Raw data -
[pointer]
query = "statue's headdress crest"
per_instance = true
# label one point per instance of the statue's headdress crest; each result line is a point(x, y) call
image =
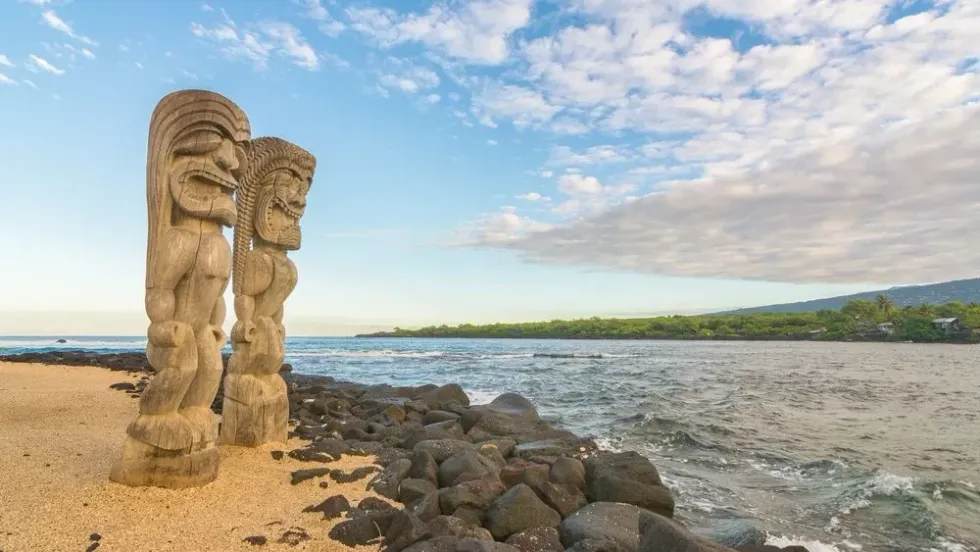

Given problem -
Print every line of the data above verbatim, but leave the pictures out.

Response below -
[pointer]
query = "statue's headdress crest"
per_instance = true
# label one point per instance of the statue's headdress crest; each result line is a point(x, y) call
image =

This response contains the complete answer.